* _What this task involves_
Starting at the line that contains "Tag the reflection", print every remaining line of the entries, unchanged, and output nothing more.

* _Listing_
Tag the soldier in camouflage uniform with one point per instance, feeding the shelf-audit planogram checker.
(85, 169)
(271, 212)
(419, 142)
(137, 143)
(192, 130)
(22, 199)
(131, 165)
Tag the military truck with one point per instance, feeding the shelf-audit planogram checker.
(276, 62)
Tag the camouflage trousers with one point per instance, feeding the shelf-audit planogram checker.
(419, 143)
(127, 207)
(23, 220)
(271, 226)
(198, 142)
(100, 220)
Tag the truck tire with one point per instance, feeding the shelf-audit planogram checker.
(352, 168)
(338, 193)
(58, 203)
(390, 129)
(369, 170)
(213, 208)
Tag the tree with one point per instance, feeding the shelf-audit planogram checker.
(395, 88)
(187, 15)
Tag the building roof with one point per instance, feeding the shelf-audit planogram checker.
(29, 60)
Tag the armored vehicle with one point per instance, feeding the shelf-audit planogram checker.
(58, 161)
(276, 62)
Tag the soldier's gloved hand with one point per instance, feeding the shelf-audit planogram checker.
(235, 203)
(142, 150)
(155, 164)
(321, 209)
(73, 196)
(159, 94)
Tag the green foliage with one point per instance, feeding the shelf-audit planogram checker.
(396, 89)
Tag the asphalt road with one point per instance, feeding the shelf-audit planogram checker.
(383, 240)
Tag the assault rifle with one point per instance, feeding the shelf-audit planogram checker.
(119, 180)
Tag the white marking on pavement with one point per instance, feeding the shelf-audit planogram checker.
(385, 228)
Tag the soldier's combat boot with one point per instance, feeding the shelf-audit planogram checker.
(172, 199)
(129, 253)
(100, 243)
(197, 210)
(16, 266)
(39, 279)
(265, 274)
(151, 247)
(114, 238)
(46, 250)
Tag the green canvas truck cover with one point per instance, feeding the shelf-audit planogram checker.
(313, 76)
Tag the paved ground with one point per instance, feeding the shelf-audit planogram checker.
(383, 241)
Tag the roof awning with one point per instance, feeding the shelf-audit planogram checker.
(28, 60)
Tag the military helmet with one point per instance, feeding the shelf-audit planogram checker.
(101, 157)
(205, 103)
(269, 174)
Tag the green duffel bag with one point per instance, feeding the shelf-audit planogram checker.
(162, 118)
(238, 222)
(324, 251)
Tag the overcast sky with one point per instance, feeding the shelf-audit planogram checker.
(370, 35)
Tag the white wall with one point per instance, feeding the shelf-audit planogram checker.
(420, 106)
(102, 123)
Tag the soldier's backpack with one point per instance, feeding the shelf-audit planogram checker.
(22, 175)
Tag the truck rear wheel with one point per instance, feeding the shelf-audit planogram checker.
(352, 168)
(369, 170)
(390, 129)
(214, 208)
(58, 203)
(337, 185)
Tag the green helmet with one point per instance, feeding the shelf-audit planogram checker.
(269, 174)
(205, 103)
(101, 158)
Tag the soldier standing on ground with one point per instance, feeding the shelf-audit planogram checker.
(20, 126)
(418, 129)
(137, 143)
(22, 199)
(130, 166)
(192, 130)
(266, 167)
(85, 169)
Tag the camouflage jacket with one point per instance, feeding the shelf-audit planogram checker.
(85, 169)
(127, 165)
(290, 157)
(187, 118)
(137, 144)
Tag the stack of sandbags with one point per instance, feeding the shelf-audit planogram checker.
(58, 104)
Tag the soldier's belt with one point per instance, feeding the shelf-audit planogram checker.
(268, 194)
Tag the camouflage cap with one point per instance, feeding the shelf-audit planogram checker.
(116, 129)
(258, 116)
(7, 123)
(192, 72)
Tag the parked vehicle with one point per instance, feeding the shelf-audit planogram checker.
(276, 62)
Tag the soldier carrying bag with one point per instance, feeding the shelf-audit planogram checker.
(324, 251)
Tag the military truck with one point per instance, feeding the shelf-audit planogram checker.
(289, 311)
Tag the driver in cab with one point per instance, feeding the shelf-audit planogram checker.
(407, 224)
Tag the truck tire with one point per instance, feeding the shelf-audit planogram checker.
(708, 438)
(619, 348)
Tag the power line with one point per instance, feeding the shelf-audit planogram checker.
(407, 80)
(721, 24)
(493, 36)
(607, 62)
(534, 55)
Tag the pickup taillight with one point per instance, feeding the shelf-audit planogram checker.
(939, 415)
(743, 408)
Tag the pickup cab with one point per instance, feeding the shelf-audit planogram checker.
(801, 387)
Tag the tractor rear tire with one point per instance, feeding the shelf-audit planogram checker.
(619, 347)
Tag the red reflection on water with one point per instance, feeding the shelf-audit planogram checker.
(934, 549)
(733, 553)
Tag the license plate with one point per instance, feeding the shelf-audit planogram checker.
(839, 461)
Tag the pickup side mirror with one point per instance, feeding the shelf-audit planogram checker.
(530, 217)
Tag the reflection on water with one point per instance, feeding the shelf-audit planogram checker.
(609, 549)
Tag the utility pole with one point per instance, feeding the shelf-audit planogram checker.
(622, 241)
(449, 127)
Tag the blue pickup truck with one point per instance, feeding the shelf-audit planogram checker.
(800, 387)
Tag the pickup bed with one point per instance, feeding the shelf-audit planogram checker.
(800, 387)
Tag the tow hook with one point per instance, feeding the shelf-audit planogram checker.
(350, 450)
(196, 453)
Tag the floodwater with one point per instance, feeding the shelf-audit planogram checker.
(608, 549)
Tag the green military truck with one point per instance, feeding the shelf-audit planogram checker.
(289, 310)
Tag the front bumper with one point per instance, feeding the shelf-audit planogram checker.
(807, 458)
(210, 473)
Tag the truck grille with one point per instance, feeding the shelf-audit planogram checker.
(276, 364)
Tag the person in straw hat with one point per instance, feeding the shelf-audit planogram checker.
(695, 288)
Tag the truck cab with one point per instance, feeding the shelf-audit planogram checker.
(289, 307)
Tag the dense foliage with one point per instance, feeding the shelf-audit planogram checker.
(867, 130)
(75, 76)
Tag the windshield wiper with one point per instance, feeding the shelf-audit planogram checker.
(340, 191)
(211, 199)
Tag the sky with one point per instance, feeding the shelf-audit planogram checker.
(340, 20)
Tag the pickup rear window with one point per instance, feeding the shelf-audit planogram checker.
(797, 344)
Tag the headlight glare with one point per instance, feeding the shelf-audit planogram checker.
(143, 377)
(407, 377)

* _Finished exercise_
Tag the reflection on water with one point per instance, feeding the shelf-audit planogram checker.
(609, 549)
Tag the utility pole with one point per instance, feeding the shelf-audit planogram checker.
(622, 241)
(449, 127)
Tag the blue pickup truck with one point per instance, feeding the shelf-audit planogram checker.
(800, 387)
Tag the pickup bed with one point per instance, feeding the shelf-audit planogram checker.
(800, 387)
Tag the tow hook with one point per instance, feeding the shelf-audit planogram checker.
(350, 450)
(196, 453)
Tag the floodwater with one point per instance, feeding the shelf-audit planogram checker.
(608, 549)
Tag the green military truck with one point per instance, feeding the shelf-audit planogram checker.
(289, 310)
Tag the front bumper with one point per instance, feeding the shelf-audit planogram checker.
(807, 458)
(210, 473)
Tag the truck grille with one point per instance, feeding the shelf-audit planogram checker.
(276, 364)
Tag the person in straw hat with one point per instance, feeding the shelf-audit planogram checker.
(695, 288)
Tag the truck cab with one point per instance, feeding the shelf-audit planogram checker.
(289, 307)
Tag the dense foliage with one point per instance, feeding the shelf-audit planogram checker.
(867, 130)
(75, 76)
Tag the windshield wiper with one point per instance, feeding the shelf-audit planogram checker.
(340, 191)
(211, 199)
Tag the sky with one point per instance, feeding the shelf-audit planogram checker.
(340, 20)
Tag the pickup rear window with one point per instance, feeding the shelf-audit planogram checker.
(797, 344)
Tag the headlight glare with one point per instance, feeding the shelf-audit planogram checker.
(143, 377)
(407, 377)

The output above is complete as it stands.